**What the task requires:**
Convert every line of the records below into a JSON list of strings, with one string per line and blank lines omitted.

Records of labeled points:
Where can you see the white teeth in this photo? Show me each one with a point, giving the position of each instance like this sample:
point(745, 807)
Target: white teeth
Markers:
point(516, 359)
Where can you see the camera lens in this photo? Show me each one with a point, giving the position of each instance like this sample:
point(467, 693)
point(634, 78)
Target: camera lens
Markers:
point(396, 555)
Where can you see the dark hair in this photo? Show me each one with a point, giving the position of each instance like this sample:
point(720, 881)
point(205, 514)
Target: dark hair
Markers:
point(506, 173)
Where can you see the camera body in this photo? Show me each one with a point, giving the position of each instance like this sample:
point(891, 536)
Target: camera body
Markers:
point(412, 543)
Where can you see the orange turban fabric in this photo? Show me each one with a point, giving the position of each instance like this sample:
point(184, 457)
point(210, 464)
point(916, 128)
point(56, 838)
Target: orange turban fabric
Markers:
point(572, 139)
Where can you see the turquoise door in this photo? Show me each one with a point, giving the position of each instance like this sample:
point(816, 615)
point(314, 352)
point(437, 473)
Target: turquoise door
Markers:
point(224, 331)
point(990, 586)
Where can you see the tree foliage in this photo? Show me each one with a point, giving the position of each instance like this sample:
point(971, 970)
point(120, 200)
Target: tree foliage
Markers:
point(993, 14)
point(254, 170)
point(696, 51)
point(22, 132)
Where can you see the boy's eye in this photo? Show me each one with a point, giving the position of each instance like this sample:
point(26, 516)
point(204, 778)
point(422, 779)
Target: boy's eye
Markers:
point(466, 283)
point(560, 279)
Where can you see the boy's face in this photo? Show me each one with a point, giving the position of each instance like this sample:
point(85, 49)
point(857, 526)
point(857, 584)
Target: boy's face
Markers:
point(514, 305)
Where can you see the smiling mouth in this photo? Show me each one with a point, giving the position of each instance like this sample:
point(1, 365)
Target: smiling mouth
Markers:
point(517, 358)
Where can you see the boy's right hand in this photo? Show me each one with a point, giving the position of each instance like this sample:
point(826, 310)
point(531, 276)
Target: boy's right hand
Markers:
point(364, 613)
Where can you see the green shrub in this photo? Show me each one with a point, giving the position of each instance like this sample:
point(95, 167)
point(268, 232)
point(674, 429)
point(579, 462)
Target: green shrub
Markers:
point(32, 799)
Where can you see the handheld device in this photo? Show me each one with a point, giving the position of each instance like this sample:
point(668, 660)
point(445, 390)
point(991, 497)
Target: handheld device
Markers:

**Problem solution:**
[
  "Where can you see the white teeth in this photo? Show me each one with a point, giving the position of each instance like this sample:",
  "point(745, 807)",
  "Target: white teeth",
  "Markers:",
  "point(516, 359)",
  "Where can you see the camera lens in this photo? Show me each one with a point, giving the position of each instance like this sample:",
  "point(467, 693)",
  "point(634, 78)",
  "Target: camera lens",
  "Markers:",
  "point(396, 555)",
  "Where can you see the dark hair in this photo? Show me each one with a point, giving the position of each instance like this sample:",
  "point(720, 881)",
  "point(205, 514)",
  "Target: dark hair",
  "Markers:",
  "point(506, 173)",
  "Where can you see the camera body in this photo? Show me each one with a point, giving the position of each instance like this sample:",
  "point(891, 536)",
  "Target: camera body",
  "Markers:",
  "point(412, 543)",
  "Where can you see the orange turban fabric in this photo? Show me each one with a point, giving the position of each instance like this sample:",
  "point(184, 457)",
  "point(210, 464)",
  "point(916, 128)",
  "point(56, 838)",
  "Target: orange turban fabric",
  "Markers:",
  "point(572, 139)",
  "Where can you see the turquoise door in this photo? Show me each one with a point, giving the position of each instance like this sample:",
  "point(816, 615)",
  "point(314, 352)",
  "point(437, 473)",
  "Target: turquoise door",
  "Markers:",
  "point(224, 331)",
  "point(990, 586)",
  "Where can you see the tree foliage in this photo? Show me each one with a point, giving the position of each instance like this sample:",
  "point(971, 970)",
  "point(120, 200)",
  "Target: tree foliage",
  "Markers:",
  "point(993, 14)",
  "point(254, 170)",
  "point(696, 51)",
  "point(22, 132)",
  "Where can you see the boy's eye in this photo? Show me each one with a point, giving the position of each instance like this sample:",
  "point(26, 516)",
  "point(204, 778)",
  "point(422, 779)",
  "Target: boy's eye",
  "Markers:",
  "point(466, 283)",
  "point(560, 279)",
  "Where can you see the boy's face in this photo? Show me each one with a point, giving the position of each instance like this sample:",
  "point(85, 49)",
  "point(857, 526)",
  "point(857, 584)",
  "Target: boy's face",
  "Markers:",
  "point(514, 305)",
  "Where can you see the smiling mouth in this photo? Show me each one with a point, giving the position of each instance like this sample:",
  "point(1, 365)",
  "Target: smiling mouth",
  "Markers:",
  "point(517, 358)",
  "Where can you see the boy's right hand in this photo? Show me each one with a point, giving the position of each instance like this sample:",
  "point(826, 310)",
  "point(531, 276)",
  "Target: boy's right hand",
  "Markers:",
  "point(364, 613)",
  "Where can you see the green shrub in this photo? Show me each one with a point, giving the position of each instance like this sample:",
  "point(95, 167)",
  "point(268, 232)",
  "point(674, 429)",
  "point(579, 462)",
  "Target: green shrub",
  "Markers:",
  "point(32, 799)",
  "Where can you see the handheld device in this photo? Show me each one with a point, giving the position of each instance like this sample:",
  "point(668, 660)",
  "point(445, 390)",
  "point(991, 497)",
  "Target: handheld device",
  "Markers:"
]